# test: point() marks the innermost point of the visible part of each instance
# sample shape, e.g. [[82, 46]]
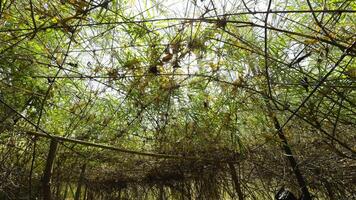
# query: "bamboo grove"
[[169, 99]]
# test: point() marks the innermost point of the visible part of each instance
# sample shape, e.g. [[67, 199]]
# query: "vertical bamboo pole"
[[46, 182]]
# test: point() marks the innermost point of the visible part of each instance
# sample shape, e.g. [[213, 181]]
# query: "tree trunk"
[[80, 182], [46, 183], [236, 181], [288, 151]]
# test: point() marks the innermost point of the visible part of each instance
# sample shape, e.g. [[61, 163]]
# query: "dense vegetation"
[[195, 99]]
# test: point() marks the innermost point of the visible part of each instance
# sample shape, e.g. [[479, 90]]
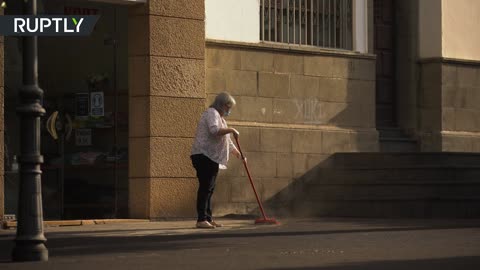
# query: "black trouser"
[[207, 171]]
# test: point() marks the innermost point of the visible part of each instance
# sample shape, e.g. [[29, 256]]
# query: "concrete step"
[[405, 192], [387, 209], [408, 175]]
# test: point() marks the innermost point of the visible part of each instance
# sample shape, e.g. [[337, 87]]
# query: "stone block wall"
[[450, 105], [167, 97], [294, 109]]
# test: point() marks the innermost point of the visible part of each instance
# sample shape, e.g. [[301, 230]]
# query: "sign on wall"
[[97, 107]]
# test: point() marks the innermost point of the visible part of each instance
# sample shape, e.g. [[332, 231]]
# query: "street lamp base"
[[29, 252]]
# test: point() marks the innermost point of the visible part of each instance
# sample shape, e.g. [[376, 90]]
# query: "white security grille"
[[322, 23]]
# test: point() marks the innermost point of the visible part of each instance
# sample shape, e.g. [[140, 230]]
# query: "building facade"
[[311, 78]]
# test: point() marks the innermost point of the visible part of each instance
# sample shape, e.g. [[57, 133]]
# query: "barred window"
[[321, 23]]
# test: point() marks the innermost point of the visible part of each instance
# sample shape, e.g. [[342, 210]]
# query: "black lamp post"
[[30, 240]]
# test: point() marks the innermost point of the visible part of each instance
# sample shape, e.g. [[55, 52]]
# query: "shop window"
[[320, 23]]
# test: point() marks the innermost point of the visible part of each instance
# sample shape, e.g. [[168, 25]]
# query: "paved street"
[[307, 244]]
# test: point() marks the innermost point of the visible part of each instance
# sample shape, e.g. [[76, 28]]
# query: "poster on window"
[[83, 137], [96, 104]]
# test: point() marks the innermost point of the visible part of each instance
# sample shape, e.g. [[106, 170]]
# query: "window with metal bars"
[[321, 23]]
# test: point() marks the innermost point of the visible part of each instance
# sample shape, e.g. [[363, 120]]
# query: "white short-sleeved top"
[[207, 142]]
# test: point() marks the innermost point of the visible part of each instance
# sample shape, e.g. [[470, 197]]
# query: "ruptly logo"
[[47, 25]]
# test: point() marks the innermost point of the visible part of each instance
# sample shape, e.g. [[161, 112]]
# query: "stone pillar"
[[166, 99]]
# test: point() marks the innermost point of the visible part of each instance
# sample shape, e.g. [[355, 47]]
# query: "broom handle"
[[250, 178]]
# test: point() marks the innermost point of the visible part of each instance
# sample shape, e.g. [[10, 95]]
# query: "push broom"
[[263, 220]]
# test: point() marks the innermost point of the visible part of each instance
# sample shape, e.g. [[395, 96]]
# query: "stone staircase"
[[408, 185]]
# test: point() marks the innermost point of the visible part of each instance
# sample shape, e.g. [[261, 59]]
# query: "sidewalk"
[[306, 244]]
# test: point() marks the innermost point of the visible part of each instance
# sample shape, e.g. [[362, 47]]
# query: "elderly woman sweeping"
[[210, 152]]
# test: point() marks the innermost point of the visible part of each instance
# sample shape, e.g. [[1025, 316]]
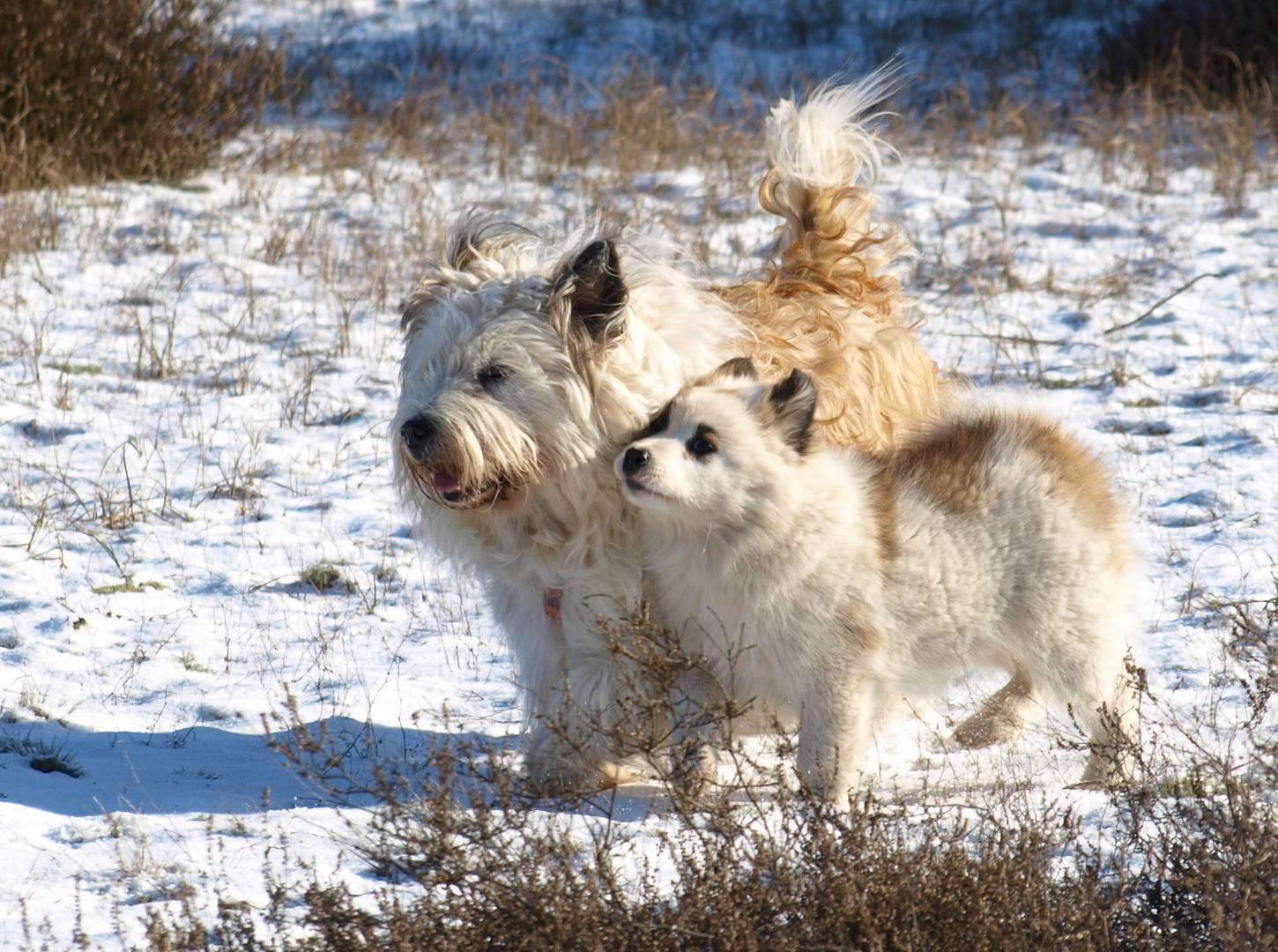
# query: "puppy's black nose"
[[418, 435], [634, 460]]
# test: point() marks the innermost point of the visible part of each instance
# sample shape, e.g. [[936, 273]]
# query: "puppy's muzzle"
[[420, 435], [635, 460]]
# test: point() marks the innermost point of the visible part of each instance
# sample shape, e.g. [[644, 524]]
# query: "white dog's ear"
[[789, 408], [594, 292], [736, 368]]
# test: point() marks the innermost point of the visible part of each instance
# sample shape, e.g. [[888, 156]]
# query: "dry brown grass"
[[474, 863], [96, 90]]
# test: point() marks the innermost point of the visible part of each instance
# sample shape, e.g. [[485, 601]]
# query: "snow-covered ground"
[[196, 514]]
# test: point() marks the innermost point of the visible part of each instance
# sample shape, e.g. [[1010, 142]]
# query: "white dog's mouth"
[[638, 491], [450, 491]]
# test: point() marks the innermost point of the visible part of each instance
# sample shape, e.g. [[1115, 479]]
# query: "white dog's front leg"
* * * * * * * * *
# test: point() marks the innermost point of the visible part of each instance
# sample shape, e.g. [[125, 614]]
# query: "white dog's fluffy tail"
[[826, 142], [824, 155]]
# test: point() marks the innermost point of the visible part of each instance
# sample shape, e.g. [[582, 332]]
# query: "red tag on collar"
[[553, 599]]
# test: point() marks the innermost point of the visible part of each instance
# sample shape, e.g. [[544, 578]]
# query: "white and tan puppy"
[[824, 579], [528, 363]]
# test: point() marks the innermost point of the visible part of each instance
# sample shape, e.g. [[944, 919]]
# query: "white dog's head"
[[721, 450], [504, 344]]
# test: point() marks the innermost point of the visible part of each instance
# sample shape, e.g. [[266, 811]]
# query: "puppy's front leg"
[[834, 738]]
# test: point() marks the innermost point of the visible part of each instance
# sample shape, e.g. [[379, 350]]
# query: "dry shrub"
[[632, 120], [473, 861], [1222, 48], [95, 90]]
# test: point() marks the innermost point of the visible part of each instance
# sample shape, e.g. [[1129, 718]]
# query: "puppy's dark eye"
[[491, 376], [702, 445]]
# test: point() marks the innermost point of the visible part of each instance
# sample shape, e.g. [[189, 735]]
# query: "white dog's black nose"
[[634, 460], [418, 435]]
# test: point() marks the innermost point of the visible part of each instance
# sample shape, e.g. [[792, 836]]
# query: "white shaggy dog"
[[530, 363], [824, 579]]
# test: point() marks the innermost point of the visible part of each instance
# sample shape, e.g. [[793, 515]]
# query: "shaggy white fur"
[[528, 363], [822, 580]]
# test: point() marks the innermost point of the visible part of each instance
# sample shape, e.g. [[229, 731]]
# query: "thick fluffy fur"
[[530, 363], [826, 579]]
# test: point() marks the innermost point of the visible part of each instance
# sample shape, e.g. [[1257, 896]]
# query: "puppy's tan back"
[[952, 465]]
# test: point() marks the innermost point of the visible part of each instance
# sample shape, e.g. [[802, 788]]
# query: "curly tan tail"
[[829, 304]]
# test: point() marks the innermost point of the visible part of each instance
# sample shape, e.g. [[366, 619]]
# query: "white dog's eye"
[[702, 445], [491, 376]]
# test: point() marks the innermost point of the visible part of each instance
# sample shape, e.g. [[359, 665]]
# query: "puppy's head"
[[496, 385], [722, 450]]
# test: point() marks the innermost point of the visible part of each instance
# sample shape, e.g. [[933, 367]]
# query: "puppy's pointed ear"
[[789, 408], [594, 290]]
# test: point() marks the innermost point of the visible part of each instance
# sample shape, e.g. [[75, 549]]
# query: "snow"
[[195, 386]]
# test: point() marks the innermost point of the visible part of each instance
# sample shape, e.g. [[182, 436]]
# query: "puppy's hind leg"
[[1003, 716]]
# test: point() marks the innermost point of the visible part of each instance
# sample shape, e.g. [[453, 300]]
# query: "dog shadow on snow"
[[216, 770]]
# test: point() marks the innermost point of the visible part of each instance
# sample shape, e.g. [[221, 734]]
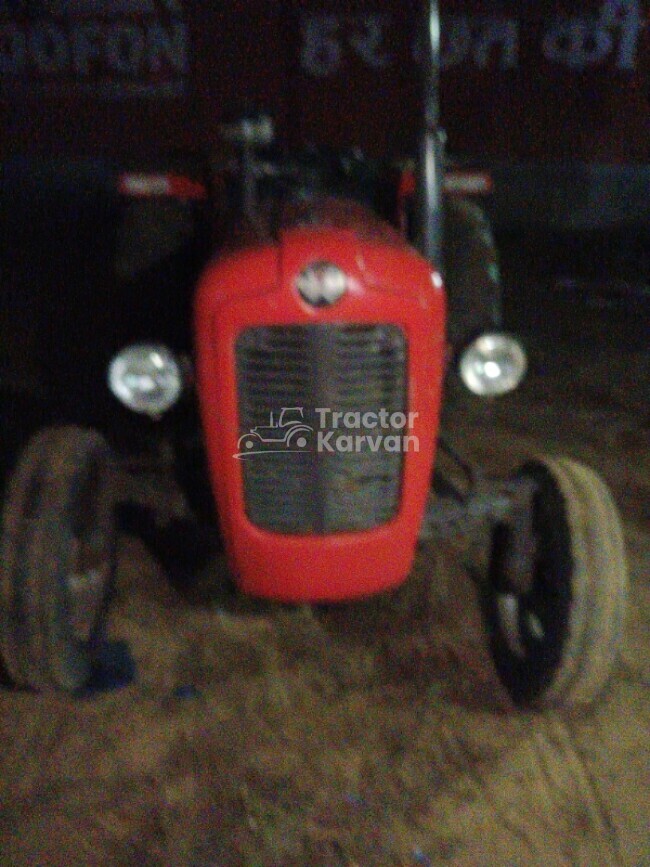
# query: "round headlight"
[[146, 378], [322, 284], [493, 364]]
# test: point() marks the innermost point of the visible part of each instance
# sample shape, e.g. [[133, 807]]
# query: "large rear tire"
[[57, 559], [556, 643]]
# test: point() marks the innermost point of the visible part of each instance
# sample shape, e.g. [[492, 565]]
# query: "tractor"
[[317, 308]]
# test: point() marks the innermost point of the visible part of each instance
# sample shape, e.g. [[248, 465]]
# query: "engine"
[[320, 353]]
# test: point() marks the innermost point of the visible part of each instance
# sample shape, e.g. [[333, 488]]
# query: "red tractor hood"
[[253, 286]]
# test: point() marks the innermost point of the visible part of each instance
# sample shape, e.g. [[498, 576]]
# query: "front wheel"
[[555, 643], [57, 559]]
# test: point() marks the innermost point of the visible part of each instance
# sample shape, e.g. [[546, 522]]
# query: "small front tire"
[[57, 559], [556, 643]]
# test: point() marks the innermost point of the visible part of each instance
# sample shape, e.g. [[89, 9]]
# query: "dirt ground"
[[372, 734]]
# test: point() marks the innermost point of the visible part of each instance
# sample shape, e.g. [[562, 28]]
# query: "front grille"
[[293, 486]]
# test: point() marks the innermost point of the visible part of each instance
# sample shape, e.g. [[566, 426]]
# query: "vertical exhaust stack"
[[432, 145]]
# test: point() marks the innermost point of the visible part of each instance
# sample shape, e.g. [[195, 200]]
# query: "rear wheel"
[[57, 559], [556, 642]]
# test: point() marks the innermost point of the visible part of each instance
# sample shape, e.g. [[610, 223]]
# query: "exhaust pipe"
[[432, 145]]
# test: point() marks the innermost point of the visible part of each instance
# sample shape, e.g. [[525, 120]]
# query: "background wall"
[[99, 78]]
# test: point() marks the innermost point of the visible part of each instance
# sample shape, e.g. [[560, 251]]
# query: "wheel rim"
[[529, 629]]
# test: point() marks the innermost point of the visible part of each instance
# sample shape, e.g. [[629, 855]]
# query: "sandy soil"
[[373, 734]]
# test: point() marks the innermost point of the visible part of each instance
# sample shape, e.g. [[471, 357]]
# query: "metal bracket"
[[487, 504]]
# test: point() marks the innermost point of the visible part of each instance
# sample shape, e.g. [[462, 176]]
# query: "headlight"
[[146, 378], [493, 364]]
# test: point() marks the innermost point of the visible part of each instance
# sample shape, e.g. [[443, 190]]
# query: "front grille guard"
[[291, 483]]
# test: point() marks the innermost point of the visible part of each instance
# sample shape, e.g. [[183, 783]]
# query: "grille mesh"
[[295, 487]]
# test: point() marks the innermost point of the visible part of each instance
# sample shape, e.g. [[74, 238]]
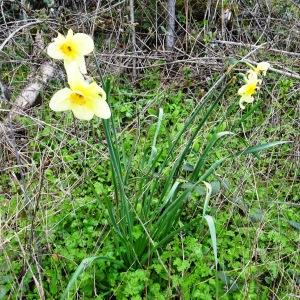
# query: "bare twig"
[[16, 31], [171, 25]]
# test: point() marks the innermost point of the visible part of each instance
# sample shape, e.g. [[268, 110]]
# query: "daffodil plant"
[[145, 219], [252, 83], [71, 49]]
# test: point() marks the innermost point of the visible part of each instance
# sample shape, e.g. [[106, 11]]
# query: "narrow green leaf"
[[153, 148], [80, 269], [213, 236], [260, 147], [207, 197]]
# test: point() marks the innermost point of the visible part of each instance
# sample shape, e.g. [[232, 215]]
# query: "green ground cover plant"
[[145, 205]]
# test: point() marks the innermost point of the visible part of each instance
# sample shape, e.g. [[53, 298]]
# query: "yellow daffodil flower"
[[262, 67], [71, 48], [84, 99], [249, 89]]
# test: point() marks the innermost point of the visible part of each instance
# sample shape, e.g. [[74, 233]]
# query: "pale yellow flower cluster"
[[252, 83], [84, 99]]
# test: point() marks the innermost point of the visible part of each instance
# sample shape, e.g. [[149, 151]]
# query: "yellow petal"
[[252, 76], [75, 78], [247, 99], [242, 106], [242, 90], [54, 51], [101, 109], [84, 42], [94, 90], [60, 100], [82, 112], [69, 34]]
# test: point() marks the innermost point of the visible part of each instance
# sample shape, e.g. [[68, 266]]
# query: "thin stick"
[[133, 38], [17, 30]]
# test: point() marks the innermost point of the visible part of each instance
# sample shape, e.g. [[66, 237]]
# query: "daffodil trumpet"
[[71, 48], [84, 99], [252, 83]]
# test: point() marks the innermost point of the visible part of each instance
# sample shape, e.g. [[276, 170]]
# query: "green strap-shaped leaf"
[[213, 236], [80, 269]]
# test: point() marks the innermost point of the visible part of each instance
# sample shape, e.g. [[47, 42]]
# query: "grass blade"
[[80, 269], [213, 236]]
* * * * * * * * *
What is being asked: Locate every line in the entries that contains the word "grass" and copy each one.

Solution to the exercise:
# query: "dry brown grass"
# query: "grass blade"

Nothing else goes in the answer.